▶ [Material for this exercise]:
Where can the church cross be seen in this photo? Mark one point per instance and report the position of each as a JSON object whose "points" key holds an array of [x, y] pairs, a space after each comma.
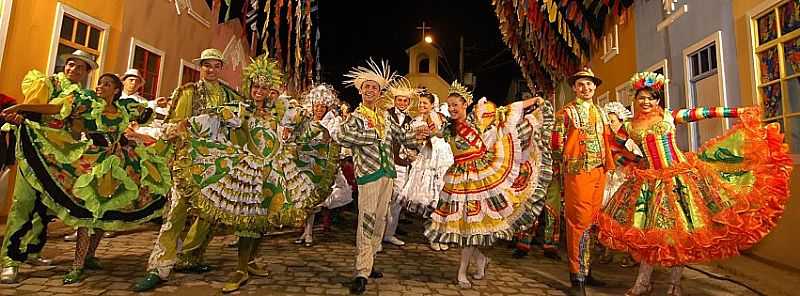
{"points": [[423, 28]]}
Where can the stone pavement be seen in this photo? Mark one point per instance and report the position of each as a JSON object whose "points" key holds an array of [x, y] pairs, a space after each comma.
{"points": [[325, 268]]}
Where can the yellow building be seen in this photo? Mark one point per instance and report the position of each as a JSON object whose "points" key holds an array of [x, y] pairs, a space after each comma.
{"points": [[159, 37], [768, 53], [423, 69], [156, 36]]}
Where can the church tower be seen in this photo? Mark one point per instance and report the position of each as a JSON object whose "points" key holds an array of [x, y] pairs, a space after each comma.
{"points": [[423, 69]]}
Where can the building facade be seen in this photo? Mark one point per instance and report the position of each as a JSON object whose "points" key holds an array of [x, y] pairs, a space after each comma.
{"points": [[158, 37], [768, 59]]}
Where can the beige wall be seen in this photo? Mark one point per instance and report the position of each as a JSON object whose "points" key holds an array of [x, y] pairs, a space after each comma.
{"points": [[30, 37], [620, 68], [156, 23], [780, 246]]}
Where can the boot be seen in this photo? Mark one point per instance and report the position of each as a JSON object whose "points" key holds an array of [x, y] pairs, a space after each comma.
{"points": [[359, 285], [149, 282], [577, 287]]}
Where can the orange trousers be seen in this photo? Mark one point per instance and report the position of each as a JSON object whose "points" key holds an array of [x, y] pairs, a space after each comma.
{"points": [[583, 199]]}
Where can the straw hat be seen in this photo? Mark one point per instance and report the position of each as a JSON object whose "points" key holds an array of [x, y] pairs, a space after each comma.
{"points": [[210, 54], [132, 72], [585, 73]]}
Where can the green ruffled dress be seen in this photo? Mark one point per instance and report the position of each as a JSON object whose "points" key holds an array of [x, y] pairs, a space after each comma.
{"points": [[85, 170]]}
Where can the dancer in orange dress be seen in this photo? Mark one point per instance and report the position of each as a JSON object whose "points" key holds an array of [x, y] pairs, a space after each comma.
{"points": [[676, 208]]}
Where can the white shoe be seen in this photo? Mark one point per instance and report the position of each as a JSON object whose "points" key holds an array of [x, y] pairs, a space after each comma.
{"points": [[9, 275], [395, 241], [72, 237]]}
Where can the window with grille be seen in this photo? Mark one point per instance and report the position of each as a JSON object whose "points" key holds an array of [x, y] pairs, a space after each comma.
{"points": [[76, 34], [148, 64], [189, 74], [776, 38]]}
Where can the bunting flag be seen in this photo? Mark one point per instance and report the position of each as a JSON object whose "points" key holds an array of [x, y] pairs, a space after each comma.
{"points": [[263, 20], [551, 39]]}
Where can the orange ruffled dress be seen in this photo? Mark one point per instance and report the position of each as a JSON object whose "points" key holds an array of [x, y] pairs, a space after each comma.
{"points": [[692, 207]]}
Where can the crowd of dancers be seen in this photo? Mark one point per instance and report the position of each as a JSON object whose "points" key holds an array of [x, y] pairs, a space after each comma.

...

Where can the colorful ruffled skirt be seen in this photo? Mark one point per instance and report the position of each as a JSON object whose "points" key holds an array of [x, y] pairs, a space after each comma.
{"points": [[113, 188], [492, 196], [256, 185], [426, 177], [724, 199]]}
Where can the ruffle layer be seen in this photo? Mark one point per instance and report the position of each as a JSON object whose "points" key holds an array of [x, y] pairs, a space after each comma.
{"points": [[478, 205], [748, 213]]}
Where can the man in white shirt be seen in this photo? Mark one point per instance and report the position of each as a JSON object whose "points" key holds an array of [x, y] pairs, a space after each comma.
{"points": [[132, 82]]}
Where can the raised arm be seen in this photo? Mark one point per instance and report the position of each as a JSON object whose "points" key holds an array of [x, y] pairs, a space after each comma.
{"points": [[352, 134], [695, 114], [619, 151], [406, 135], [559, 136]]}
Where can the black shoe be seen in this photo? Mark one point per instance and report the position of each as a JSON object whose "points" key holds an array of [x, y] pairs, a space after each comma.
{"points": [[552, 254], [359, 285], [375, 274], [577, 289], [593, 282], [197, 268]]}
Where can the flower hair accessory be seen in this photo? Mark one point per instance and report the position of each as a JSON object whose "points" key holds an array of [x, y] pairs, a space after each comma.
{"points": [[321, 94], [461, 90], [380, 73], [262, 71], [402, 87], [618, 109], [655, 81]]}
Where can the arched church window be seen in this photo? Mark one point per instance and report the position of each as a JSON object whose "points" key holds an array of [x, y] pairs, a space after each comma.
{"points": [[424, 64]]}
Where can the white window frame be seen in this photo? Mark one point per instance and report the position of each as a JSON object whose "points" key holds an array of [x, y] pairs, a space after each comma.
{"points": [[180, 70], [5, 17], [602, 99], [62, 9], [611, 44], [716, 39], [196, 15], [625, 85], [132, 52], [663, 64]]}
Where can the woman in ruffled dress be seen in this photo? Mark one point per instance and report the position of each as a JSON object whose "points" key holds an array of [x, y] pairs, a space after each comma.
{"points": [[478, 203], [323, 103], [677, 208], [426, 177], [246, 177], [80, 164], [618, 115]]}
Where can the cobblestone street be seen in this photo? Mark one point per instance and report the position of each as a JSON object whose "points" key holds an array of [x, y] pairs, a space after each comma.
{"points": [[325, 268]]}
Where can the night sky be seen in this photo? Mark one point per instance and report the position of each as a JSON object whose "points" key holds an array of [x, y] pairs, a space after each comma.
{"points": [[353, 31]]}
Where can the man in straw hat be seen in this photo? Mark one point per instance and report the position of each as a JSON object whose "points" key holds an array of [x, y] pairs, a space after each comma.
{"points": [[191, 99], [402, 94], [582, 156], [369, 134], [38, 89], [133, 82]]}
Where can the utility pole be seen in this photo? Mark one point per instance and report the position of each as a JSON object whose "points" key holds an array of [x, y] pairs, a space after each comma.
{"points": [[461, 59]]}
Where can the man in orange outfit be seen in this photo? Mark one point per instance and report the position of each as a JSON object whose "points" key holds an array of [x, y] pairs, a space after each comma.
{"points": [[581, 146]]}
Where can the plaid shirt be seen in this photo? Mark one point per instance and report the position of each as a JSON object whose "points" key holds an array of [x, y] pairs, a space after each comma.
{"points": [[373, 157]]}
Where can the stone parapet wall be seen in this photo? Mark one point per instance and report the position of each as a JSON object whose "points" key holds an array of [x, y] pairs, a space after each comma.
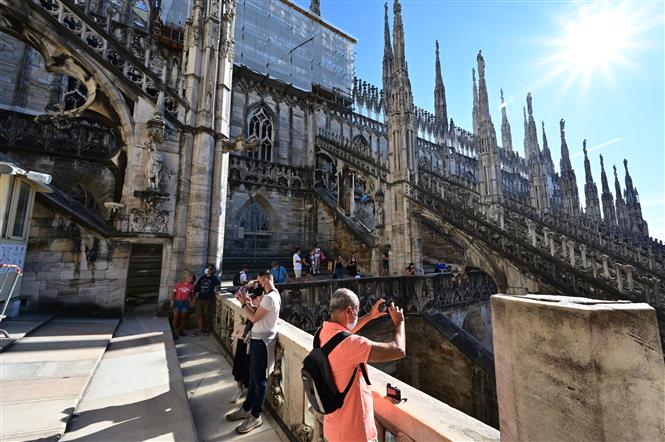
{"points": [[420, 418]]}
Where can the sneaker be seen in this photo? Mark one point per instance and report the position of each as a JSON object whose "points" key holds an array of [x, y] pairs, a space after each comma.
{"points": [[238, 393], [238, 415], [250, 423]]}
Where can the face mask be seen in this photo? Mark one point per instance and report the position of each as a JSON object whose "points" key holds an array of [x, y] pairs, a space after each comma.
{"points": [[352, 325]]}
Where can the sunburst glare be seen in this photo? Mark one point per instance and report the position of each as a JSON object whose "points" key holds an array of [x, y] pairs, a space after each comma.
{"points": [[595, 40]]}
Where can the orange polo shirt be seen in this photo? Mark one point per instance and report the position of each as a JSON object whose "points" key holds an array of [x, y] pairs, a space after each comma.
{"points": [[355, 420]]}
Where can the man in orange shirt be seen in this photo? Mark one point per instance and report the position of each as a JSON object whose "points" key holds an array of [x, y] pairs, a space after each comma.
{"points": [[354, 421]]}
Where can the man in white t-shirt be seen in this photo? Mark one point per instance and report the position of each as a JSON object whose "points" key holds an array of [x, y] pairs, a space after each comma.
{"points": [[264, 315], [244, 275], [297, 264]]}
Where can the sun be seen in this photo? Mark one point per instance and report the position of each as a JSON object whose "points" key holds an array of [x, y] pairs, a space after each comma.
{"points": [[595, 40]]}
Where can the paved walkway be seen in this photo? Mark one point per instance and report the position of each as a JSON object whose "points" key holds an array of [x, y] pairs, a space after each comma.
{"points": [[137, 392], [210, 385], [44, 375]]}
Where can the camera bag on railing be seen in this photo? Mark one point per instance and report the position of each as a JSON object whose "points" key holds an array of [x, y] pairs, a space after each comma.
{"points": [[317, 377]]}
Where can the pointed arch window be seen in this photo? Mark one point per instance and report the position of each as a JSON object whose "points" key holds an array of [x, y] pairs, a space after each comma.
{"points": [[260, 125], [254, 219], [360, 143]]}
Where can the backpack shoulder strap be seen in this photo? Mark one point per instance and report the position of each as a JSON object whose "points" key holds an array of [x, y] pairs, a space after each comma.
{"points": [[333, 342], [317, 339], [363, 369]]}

▶ [Aim of the task]:
How many of the lines above contain the string "wall"? Reply with the number alone.

▶ [Completed exercise]:
2